_The request_
Filter the rows below and copy every line that contains the word "blue", treating uppercase and lowercase as different.

########################################

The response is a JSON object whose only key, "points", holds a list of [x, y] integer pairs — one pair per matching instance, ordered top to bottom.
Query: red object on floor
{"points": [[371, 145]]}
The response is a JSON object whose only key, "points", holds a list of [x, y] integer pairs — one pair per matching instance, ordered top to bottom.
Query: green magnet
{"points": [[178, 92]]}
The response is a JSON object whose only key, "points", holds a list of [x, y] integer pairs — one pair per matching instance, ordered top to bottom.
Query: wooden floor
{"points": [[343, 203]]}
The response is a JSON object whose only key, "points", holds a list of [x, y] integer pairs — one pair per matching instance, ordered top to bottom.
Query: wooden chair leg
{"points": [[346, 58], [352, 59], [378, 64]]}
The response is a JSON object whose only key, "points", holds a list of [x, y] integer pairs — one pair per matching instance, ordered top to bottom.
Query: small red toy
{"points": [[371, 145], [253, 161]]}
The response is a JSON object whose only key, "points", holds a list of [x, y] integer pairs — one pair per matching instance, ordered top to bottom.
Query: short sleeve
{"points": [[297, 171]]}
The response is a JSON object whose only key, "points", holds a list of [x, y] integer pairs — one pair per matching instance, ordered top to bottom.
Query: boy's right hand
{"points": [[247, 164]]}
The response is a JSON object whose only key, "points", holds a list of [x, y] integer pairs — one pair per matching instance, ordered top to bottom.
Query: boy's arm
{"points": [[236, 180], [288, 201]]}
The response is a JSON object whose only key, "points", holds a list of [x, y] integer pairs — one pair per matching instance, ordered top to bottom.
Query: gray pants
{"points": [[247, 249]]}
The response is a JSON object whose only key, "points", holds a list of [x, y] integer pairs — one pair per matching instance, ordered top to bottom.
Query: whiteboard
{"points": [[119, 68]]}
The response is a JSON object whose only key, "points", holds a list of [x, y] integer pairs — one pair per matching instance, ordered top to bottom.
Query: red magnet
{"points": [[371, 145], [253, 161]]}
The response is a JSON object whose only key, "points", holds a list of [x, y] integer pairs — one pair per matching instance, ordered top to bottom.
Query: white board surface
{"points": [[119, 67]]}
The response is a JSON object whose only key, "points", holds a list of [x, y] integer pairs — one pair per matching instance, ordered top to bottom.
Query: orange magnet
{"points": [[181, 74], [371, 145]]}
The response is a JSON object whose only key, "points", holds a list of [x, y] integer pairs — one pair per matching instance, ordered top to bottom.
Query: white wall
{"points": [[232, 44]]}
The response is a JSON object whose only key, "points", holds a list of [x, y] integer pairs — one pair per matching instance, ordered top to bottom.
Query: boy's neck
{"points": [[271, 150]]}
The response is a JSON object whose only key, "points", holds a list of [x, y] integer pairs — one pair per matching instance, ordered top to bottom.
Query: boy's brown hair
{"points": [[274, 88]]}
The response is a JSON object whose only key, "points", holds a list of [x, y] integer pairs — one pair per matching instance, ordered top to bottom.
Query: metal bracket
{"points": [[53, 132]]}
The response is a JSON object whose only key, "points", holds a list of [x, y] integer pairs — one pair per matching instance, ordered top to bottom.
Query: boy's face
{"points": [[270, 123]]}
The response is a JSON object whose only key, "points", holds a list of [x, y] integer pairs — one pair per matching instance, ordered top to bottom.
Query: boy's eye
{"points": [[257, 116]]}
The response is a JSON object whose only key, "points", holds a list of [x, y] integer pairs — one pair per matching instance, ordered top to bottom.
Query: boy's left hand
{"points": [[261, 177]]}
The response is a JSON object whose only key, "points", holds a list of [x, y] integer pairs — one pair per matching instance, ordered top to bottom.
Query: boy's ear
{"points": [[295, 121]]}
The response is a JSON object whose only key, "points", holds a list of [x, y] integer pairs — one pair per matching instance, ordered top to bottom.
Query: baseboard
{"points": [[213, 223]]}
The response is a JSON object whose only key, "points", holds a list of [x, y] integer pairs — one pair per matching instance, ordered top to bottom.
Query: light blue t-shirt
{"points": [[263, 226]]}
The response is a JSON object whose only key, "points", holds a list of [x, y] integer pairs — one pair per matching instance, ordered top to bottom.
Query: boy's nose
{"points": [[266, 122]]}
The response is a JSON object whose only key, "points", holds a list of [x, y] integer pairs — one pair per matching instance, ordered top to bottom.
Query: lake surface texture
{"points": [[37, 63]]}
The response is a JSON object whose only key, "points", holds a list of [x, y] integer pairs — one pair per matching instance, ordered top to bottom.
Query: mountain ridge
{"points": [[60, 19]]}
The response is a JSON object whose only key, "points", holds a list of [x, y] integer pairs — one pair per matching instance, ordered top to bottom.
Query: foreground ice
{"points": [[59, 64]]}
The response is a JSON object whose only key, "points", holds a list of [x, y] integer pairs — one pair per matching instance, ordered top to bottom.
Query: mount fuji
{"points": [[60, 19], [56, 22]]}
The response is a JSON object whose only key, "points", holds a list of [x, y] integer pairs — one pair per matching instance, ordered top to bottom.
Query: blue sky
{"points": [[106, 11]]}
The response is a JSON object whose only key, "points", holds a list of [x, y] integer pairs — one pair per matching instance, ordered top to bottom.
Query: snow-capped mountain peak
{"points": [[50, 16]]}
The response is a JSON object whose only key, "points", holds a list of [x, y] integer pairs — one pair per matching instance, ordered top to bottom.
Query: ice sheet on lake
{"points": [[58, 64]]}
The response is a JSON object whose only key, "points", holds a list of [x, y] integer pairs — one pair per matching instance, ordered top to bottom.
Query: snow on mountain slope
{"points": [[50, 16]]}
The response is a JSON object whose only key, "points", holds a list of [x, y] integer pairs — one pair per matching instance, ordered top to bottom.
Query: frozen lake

########################################

_Response to this task_
Query: light blue t-shirt
Query: blue sky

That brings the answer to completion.